Consignes de travail ▸
Résumez en deux phrases le texte ci-dessous consacré à l'anorexie.

Section de texte ▸
Aux yeux de certains, l'anorexie était un trouble provoqué par l'industrie de la mode: un désir irrépressible d'être mince, d'avoir la taille mannequin. Mais ce n'était pas mon cas.

Lorsque je tendais le cou pour inspecter mes fesses dans le miroir, ce n'était pas par superficialité - mais bien parce que je n'avais plus aucune idée de leur taille. J'avais si peur des calories que je refusais de porter du baume à lèvres; il m'est même arrivé d'être incapable de boire de l'eau. La prise de poids me terrifiait, mais il m'était impossible d'expliquer pourquoi.

Lorsque j'étais allongée dans un énième lit d'hôpital, reliée à une énième série de perfusions intraveineuses et de moniteurs cardiaques, l'idée selon laquelle les troubles de l'alimentation pouvaient trouver leur source dans notre culture me semblait parfaitement ridicule. Je ne lisais aucun magazine de mode, et je n'avais pas réduit mon apport alimentaire dans le but de modifier mon apparence. Je voulais simplement me sentir mieux - et je pensais y parvenir en faisant une croix sur le grignotage.

Au fil de mes lectures, j'ai fini par comprendre que la culture ne jouait qu'un rôle mineur dans les troubles de l'alimentation. J'ai découvert que mon mal était le produit de ma propre angoisse, de ma propre dépression; de ma tendance à me concentrer sur les détails en oubliant d'adopter une vue d'ensemble; et de circuits de la faim complètement tourneboulés. Les troubles de l'alimentation font l'objet d'innombrables informations erronées (quant à ce qu'elles sont et à ce qui les provoque); c'est ce qui m'a poussée à écrire mon dernier ouvrage, Decoding Anorexia: How Breakthroughs in Science Offer Hope for Eating Disorders.

Entrées répertoriées ▸
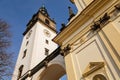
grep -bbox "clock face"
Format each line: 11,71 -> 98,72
44,29 -> 51,37
26,30 -> 32,39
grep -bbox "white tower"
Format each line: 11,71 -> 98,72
12,6 -> 57,80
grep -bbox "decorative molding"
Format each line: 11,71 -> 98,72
61,44 -> 71,56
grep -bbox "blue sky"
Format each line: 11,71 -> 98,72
0,0 -> 77,79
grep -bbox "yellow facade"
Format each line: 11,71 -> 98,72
53,0 -> 120,80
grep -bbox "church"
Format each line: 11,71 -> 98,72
12,0 -> 120,80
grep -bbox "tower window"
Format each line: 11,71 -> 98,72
22,49 -> 27,58
45,19 -> 50,25
45,48 -> 49,56
26,41 -> 29,46
45,40 -> 49,44
18,65 -> 24,79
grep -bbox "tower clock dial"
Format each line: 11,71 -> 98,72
44,29 -> 51,37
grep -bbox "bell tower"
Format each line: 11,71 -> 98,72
12,6 -> 58,80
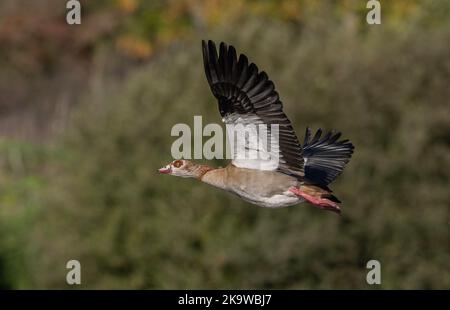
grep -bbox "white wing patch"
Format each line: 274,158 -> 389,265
223,114 -> 280,171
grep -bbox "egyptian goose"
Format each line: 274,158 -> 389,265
159,41 -> 354,213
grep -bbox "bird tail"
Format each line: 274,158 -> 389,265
303,127 -> 355,187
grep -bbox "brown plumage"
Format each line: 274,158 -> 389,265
159,41 -> 354,212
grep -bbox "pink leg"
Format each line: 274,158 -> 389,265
289,187 -> 341,213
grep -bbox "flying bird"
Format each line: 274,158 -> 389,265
159,41 -> 354,213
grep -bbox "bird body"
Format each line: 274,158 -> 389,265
159,41 -> 354,213
200,164 -> 304,208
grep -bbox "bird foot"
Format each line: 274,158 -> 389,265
289,187 -> 341,214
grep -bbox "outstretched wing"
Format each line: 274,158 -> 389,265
202,41 -> 304,179
303,128 -> 354,186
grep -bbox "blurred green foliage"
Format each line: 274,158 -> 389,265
0,0 -> 450,289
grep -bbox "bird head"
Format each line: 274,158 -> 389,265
158,159 -> 196,178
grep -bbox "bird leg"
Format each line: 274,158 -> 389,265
289,187 -> 341,214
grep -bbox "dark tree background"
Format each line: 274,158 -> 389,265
0,0 -> 450,289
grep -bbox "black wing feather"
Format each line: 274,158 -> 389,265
202,40 -> 304,179
303,128 -> 355,186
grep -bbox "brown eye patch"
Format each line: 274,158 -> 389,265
173,160 -> 183,168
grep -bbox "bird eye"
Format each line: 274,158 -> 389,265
173,160 -> 183,168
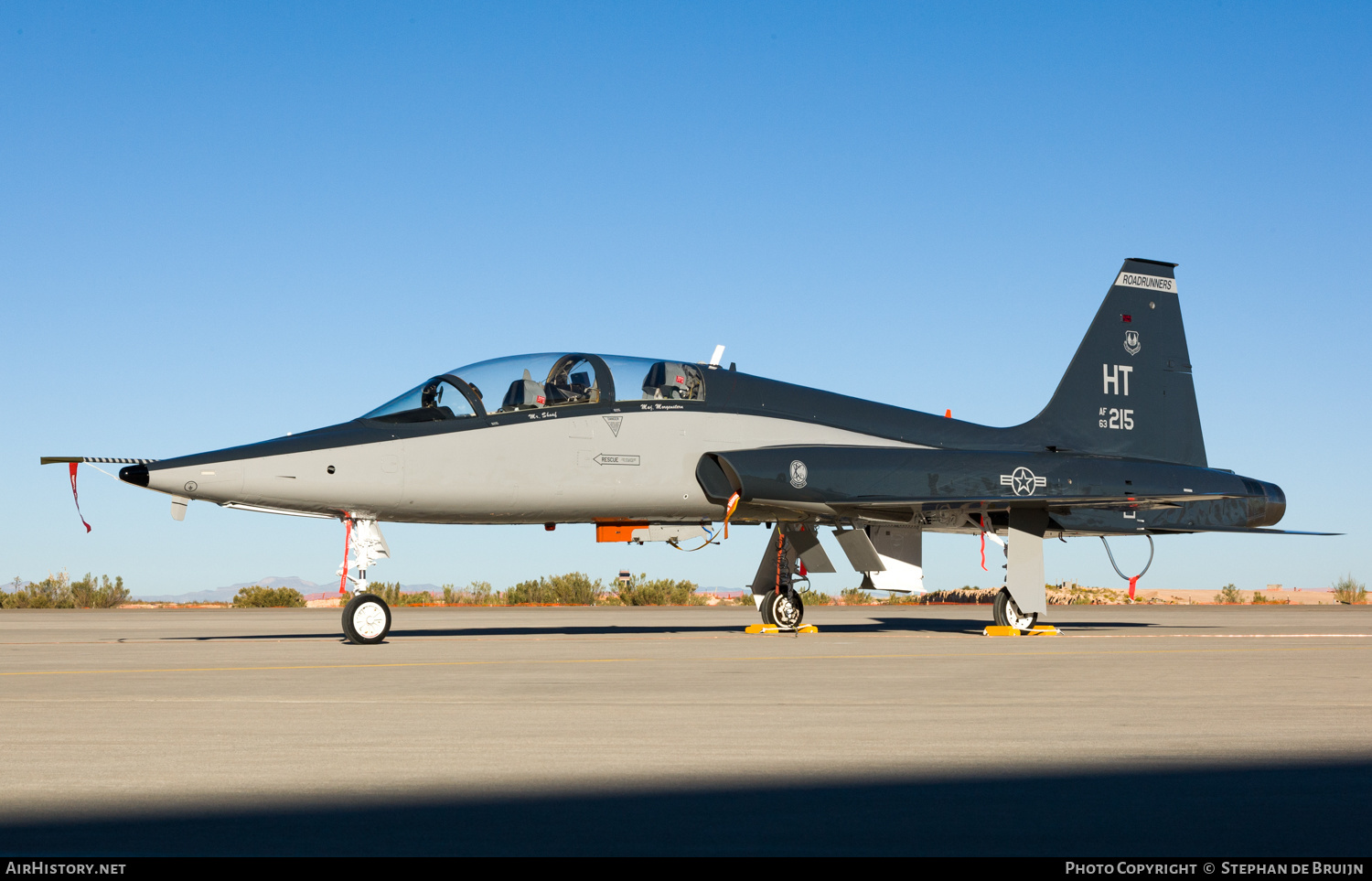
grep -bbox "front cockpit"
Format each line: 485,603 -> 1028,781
362,353 -> 705,423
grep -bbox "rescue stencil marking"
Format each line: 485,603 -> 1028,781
595,453 -> 641,466
1116,272 -> 1177,294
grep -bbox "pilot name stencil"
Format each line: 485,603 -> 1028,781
592,453 -> 641,466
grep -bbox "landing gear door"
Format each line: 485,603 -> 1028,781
867,526 -> 925,593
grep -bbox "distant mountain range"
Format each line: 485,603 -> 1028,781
134,575 -> 444,603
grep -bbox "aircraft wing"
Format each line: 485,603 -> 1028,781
696,446 -> 1251,523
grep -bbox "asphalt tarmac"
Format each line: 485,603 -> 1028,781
0,607 -> 1372,858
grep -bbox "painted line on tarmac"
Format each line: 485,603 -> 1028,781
0,645 -> 1372,677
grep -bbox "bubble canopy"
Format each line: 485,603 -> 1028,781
362,351 -> 705,423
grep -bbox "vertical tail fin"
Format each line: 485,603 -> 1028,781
1021,258 -> 1206,468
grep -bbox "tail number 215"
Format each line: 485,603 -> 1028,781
1100,408 -> 1133,431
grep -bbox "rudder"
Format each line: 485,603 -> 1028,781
1020,258 -> 1206,468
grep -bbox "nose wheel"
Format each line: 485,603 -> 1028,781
760,590 -> 806,630
343,593 -> 391,645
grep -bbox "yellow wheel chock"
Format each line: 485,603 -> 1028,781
981,625 -> 1062,637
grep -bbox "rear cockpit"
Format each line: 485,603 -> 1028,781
362,353 -> 705,423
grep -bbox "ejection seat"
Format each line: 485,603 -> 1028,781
499,370 -> 548,414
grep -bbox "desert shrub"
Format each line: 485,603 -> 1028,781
71,573 -> 131,609
1334,573 -> 1368,606
0,573 -> 76,609
505,573 -> 604,606
1215,585 -> 1243,604
839,587 -> 872,606
233,585 -> 305,609
617,573 -> 705,606
456,582 -> 505,606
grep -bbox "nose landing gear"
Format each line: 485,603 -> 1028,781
343,593 -> 391,645
754,526 -> 806,630
338,518 -> 391,645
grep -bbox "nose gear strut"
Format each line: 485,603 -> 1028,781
338,516 -> 391,645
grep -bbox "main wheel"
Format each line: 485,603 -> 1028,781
343,593 -> 391,645
763,590 -> 806,630
991,587 -> 1039,630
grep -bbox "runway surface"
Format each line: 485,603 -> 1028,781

Réponse à l'exercice ▸
Le texte rejette l'idée, répandue chez certains, selon laquelle l'anorexie serait provoquée par l'industrie de la mode : le récit à la première personne décrit une peur intense des calories et de la prise de poids, sans lecture de magazines de mode ni volonté de modifier l'apparence. Des lectures ont ensuite permis de comprendre que la culture ne joue qu'un rôle mineur et que ce trouble provenait de l'angoisse, de la dépression, d'une tendance à se concentrer sur les détails et de circuits de la faim déréglés, ce qui a motivé l'écriture de l'ouvrage Decoding Anorexia.